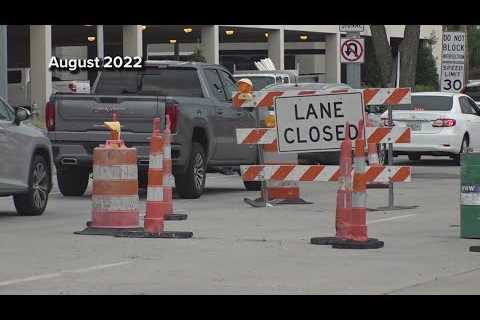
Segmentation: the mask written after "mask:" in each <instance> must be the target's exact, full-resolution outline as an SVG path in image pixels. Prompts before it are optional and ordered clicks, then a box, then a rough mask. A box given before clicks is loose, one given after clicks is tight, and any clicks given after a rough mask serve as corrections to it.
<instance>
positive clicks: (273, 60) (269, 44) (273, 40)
mask: <svg viewBox="0 0 480 320" xmlns="http://www.w3.org/2000/svg"><path fill="white" fill-rule="evenodd" d="M268 57H269V58H270V59H271V60H272V61H273V64H274V65H275V68H276V69H277V70H283V69H285V38H284V31H283V29H280V30H274V31H270V32H269V33H268Z"/></svg>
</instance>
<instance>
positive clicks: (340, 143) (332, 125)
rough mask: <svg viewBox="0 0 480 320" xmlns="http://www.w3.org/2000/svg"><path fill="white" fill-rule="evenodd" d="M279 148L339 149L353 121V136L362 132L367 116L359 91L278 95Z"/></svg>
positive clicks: (275, 116)
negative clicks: (360, 122)
mask: <svg viewBox="0 0 480 320" xmlns="http://www.w3.org/2000/svg"><path fill="white" fill-rule="evenodd" d="M275 117H276V123H277V141H278V152H280V153H282V152H285V153H286V152H318V151H328V150H339V149H340V144H341V143H342V141H343V140H344V139H345V125H346V123H347V122H348V123H349V124H350V138H351V139H352V140H353V139H355V138H356V137H357V135H358V121H359V120H363V121H365V119H364V107H363V95H362V93H361V92H360V91H359V92H349V93H337V94H325V95H311V96H297V97H277V98H276V99H275Z"/></svg>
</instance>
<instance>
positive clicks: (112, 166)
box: [91, 140, 139, 228]
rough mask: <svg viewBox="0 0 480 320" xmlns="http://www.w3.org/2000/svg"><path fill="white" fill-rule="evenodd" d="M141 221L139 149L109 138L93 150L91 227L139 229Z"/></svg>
mask: <svg viewBox="0 0 480 320" xmlns="http://www.w3.org/2000/svg"><path fill="white" fill-rule="evenodd" d="M119 142H120V143H119ZM117 146H120V147H117ZM138 223H139V213H138V171H137V151H136V149H135V148H127V147H126V146H125V145H124V144H123V142H121V141H113V140H109V141H107V143H106V144H105V145H101V146H100V147H97V148H95V149H94V151H93V193H92V223H91V227H95V228H136V227H138Z"/></svg>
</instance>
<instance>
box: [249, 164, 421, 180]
mask: <svg viewBox="0 0 480 320" xmlns="http://www.w3.org/2000/svg"><path fill="white" fill-rule="evenodd" d="M241 172H242V178H243V180H245V181H262V180H273V181H298V182H337V181H339V177H340V175H341V171H340V166H333V165H332V166H330V165H251V166H241ZM352 174H353V170H352ZM366 176H367V182H374V183H378V182H390V181H391V182H410V181H411V168H410V167H409V166H367V167H366Z"/></svg>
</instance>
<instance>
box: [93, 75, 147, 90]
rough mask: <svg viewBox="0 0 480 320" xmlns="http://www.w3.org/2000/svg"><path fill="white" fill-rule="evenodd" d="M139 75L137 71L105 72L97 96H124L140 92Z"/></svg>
mask: <svg viewBox="0 0 480 320" xmlns="http://www.w3.org/2000/svg"><path fill="white" fill-rule="evenodd" d="M138 80H139V74H138V72H135V71H125V70H119V71H117V70H108V71H103V72H102V74H101V75H100V78H99V80H98V83H97V88H96V90H95V94H103V95H122V94H135V93H137V91H138V84H139V83H138V82H139V81H138Z"/></svg>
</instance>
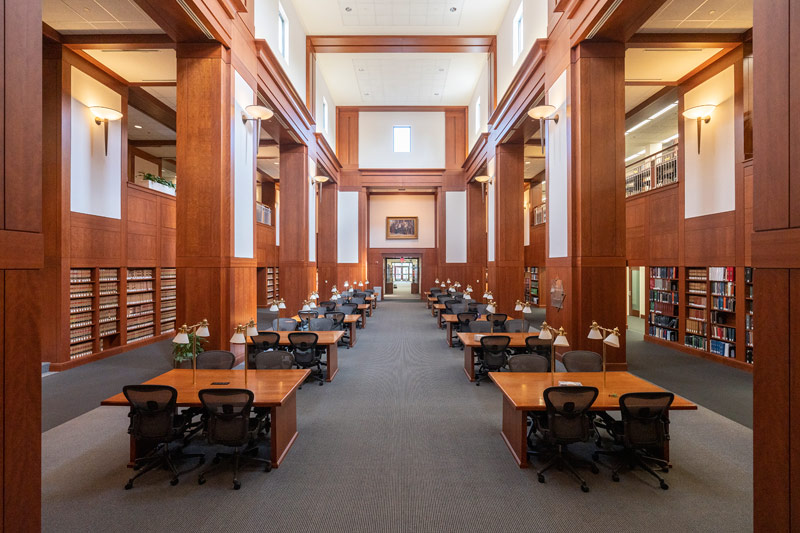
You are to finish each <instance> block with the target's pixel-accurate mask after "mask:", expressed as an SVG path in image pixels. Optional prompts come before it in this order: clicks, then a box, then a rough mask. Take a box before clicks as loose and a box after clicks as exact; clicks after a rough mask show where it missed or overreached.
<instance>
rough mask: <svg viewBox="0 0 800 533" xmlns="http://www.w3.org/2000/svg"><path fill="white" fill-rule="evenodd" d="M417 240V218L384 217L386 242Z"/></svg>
mask: <svg viewBox="0 0 800 533" xmlns="http://www.w3.org/2000/svg"><path fill="white" fill-rule="evenodd" d="M417 238H419V218H418V217H386V240H395V239H417Z"/></svg>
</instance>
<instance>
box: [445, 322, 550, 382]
mask: <svg viewBox="0 0 800 533" xmlns="http://www.w3.org/2000/svg"><path fill="white" fill-rule="evenodd" d="M456 335H458V338H459V339H460V340H461V342H462V344H464V373H465V374H466V375H467V378H469V380H470V381H475V348H480V347H481V337H492V336H497V335H506V336H508V337H511V341H510V342H509V343H508V347H509V348H524V347H525V339H527V338H528V337H538V336H539V333H527V332H526V333H461V332H458V333H456Z"/></svg>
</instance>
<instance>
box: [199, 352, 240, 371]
mask: <svg viewBox="0 0 800 533" xmlns="http://www.w3.org/2000/svg"><path fill="white" fill-rule="evenodd" d="M234 362H236V356H235V355H233V354H232V353H231V352H227V351H225V350H207V351H205V352H200V353H199V354H197V368H203V369H213V370H230V369H231V368H233V363H234Z"/></svg>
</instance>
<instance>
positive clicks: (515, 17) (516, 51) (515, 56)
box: [513, 2, 524, 63]
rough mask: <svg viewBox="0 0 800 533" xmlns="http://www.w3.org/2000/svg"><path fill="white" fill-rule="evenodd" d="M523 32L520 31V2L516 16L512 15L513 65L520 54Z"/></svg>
mask: <svg viewBox="0 0 800 533" xmlns="http://www.w3.org/2000/svg"><path fill="white" fill-rule="evenodd" d="M523 37H524V36H523V31H522V2H520V3H519V9H517V14H516V15H514V23H513V39H514V43H513V44H514V46H513V48H514V63H516V62H517V59H519V56H520V54H521V53H522V43H523V41H524V39H523Z"/></svg>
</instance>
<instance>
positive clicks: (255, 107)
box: [244, 105, 275, 120]
mask: <svg viewBox="0 0 800 533" xmlns="http://www.w3.org/2000/svg"><path fill="white" fill-rule="evenodd" d="M244 110H245V111H247V114H248V115H250V116H251V117H253V118H258V119H261V120H269V119H271V118H272V117H273V116H274V115H275V112H274V111H272V109H270V108H268V107H264V106H263V105H249V106H247V107H245V108H244Z"/></svg>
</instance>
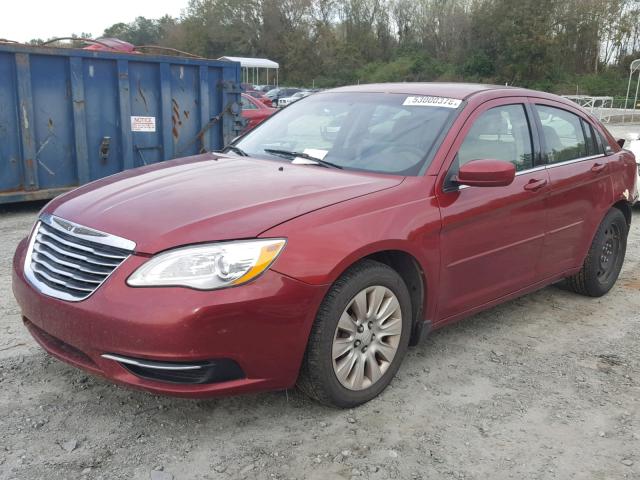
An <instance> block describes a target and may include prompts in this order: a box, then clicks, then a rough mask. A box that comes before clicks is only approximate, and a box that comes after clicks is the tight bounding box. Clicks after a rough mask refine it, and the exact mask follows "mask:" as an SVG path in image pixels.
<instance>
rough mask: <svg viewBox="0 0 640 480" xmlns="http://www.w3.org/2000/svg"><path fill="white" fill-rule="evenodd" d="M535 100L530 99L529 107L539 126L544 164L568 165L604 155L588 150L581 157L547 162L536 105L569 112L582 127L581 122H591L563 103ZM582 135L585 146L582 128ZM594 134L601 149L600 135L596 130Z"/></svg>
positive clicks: (545, 151) (583, 136)
mask: <svg viewBox="0 0 640 480" xmlns="http://www.w3.org/2000/svg"><path fill="white" fill-rule="evenodd" d="M536 100H537V99H535V98H534V99H532V103H531V107H532V109H533V111H534V113H535V117H536V123H537V125H538V126H539V129H540V141H541V144H540V145H541V156H542V157H543V159H544V161H545V164H546V165H547V166H548V167H553V166H556V165H568V164H571V163H574V162H581V161H584V160H592V159H594V158H598V157H604V156H606V153H599V154H597V155H589V154H588V152H587V155H585V156H582V157H578V158H573V159H571V160H566V161H563V162H556V163H551V162H549V159H548V158H547V155H546V153H545V152H546V151H547V145H546V140H545V138H544V135H542V122H541V121H540V115H539V113H538V111H537V107H538V106H541V107H548V108H555V109H556V110H562V111H564V112H567V113H570V114H571V115H574V116H576V117H577V118H578V119H579V120H580V124H581V128H584V127H583V126H582V124H583V123H584V122H586V123H587V124H588V125H590V126H591V123H590V122H588V121H587V120H586V119H585V118H584V117H583V116H582V115H579V114H578V113H576V112H572V111H571V110H569V109H567V108H563V105H561V104H556V103H539V102H537V101H536ZM591 128H592V131H594V130H595V129H594V128H593V127H591ZM582 135H583V137H584V138H585V148H586V135H585V132H584V130H582ZM596 135H597V137H598V144H599V148H600V149H601V151H602V149H603V146H602V144H601V143H600V142H601V139H600V138H599V137H600V135H598V132H597V131H596Z"/></svg>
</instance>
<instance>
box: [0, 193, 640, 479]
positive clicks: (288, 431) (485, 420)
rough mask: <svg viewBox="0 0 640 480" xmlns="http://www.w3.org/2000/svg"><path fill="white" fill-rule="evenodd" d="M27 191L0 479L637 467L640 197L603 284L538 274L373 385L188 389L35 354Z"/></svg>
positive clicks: (561, 478)
mask: <svg viewBox="0 0 640 480" xmlns="http://www.w3.org/2000/svg"><path fill="white" fill-rule="evenodd" d="M41 206H42V204H27V205H20V206H9V207H6V206H5V207H0V238H2V242H1V243H0V292H1V294H0V478H2V479H39V478H42V479H45V478H46V479H67V478H82V479H84V478H86V479H109V480H111V479H120V478H121V479H152V480H170V479H172V478H174V479H218V478H220V479H232V478H233V479H235V478H257V479H277V478H282V479H322V480H324V479H349V478H355V479H360V478H363V479H364V478H367V479H387V478H401V479H427V478H428V479H440V478H444V479H447V478H457V479H463V478H464V479H485V478H491V479H503V478H504V479H507V478H514V479H548V478H549V479H552V478H557V479H573V478H575V479H603V480H604V479H623V478H629V479H632V478H634V479H638V478H640V405H639V403H640V313H639V312H640V294H639V290H640V248H639V247H640V226H639V224H640V211H637V210H636V212H635V213H634V226H633V227H632V231H631V234H630V239H629V247H628V252H627V259H626V262H625V266H624V270H623V272H622V275H621V278H620V279H619V281H618V284H617V285H616V287H615V288H614V289H613V290H612V291H611V292H610V294H609V295H607V296H606V297H604V298H601V299H589V298H584V297H580V296H578V295H575V294H572V293H569V292H566V291H563V290H561V289H558V288H555V287H549V288H546V289H544V290H541V291H539V292H536V293H533V294H530V295H527V296H525V297H522V298H520V299H517V300H515V301H512V302H509V303H507V304H504V305H502V306H499V307H497V308H493V309H491V310H489V311H486V312H484V313H481V314H478V315H475V316H473V317H471V318H469V319H467V320H465V321H462V322H460V323H458V324H456V325H454V326H451V327H447V328H445V329H443V330H440V331H438V332H435V333H433V334H432V335H430V336H428V337H427V338H426V339H424V340H423V341H422V343H421V344H420V345H419V346H417V347H415V348H413V349H411V350H410V352H409V354H408V356H407V358H406V359H405V361H404V365H403V366H402V368H401V369H400V372H399V374H398V376H397V378H396V379H395V380H394V382H393V383H392V385H391V387H389V388H388V389H387V390H386V391H385V392H384V393H383V394H382V395H381V396H380V397H379V398H377V399H375V400H373V401H372V402H370V403H368V404H366V405H364V406H362V407H360V408H358V409H355V410H350V411H349V410H345V411H339V410H333V409H329V408H325V407H322V406H319V405H317V404H315V403H313V402H311V401H309V400H307V399H306V398H305V397H304V396H303V395H302V394H301V393H299V392H297V391H295V390H293V391H289V392H276V393H267V394H260V395H252V396H243V397H235V398H226V399H217V400H207V401H202V400H199V401H192V400H183V399H173V398H166V397H157V396H153V395H151V394H147V393H141V392H135V391H130V390H127V389H124V388H121V387H117V386H114V385H111V384H109V383H107V382H105V381H103V380H101V379H99V378H94V377H92V376H88V375H86V374H84V373H83V372H81V371H78V370H76V369H74V368H72V367H69V366H67V365H65V364H63V363H61V362H58V361H56V360H54V359H52V358H50V357H49V356H47V355H46V354H45V353H44V352H43V351H42V350H41V349H40V348H39V347H38V346H37V345H36V344H35V342H34V341H33V340H32V339H31V338H30V337H29V335H28V334H27V333H26V331H25V329H24V328H23V326H22V324H21V320H20V313H19V310H18V307H17V305H16V303H15V301H14V300H13V296H12V294H11V276H10V268H11V257H12V254H13V251H14V249H15V246H16V244H17V243H18V241H19V240H20V239H21V238H22V237H24V236H25V235H26V234H27V233H28V231H29V229H30V227H31V225H32V223H33V222H34V220H35V218H36V215H37V212H38V210H39V208H40V207H41Z"/></svg>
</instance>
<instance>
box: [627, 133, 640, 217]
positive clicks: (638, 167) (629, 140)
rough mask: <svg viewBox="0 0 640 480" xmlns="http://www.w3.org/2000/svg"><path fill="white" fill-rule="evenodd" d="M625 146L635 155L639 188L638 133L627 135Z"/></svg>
mask: <svg viewBox="0 0 640 480" xmlns="http://www.w3.org/2000/svg"><path fill="white" fill-rule="evenodd" d="M625 148H626V149H627V150H629V151H630V152H631V153H633V155H634V156H635V157H636V165H637V167H638V181H637V185H638V188H640V134H638V133H633V134H631V135H629V142H628V143H627V144H626V145H625ZM636 205H638V202H636Z"/></svg>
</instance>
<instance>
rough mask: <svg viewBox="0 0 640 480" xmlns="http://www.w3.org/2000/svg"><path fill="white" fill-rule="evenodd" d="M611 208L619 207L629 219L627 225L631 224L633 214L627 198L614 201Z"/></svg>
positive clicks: (617, 208) (615, 207) (628, 218)
mask: <svg viewBox="0 0 640 480" xmlns="http://www.w3.org/2000/svg"><path fill="white" fill-rule="evenodd" d="M611 208H617V209H618V210H620V211H621V212H622V214H623V215H624V218H626V219H627V225H628V226H631V218H632V216H633V214H632V212H631V204H630V203H629V202H628V201H627V200H619V201H617V202H616V203H614V204H613V205H612V206H611Z"/></svg>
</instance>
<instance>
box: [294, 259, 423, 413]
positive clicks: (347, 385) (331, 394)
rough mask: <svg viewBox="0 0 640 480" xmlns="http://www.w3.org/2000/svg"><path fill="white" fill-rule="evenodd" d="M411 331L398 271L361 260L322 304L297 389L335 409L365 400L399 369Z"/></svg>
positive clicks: (315, 320) (410, 315)
mask: <svg viewBox="0 0 640 480" xmlns="http://www.w3.org/2000/svg"><path fill="white" fill-rule="evenodd" d="M410 331H411V300H410V296H409V291H408V289H407V286H406V285H405V283H404V281H403V280H402V278H401V277H400V275H398V273H397V272H396V271H395V270H393V269H392V268H391V267H388V266H387V265H385V264H382V263H379V262H375V261H372V260H365V261H363V262H360V263H359V264H357V265H356V266H354V267H352V268H351V269H350V270H348V271H347V272H346V273H345V274H344V275H343V276H342V277H340V279H338V281H336V283H335V284H334V285H333V286H332V287H331V290H330V291H329V293H328V294H327V296H326V297H325V299H324V301H323V302H322V305H321V306H320V309H319V311H318V315H317V317H316V320H315V322H314V325H313V327H312V330H311V334H310V336H309V343H308V345H307V351H306V353H305V357H304V360H303V364H302V368H301V371H300V377H299V378H298V387H299V388H300V389H301V390H302V391H303V392H304V393H306V394H307V395H309V396H310V397H312V398H314V399H316V400H318V401H319V402H321V403H324V404H327V405H331V406H335V407H342V408H348V407H353V406H356V405H360V404H362V403H365V402H368V401H369V400H371V399H373V398H374V397H376V396H377V395H378V394H379V393H380V392H382V390H384V389H385V388H386V386H387V385H388V384H389V383H390V382H391V379H392V378H393V376H394V375H395V373H396V372H397V370H398V368H399V366H400V363H401V362H402V359H403V357H404V355H405V353H406V351H407V347H408V344H409V336H410Z"/></svg>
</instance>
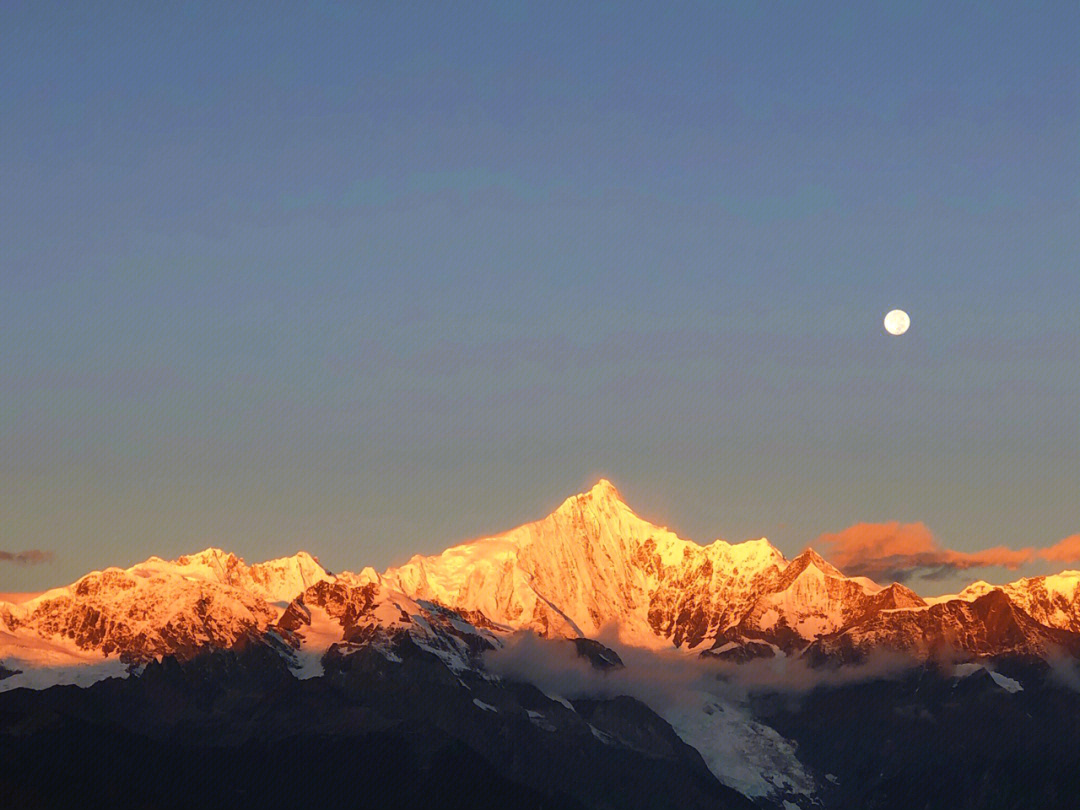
·····
## WHAT YOU NEED TO DO
State only how many lines in the listing above contain the string "block".

## RESPONSE FOR THIS EXERCISE
2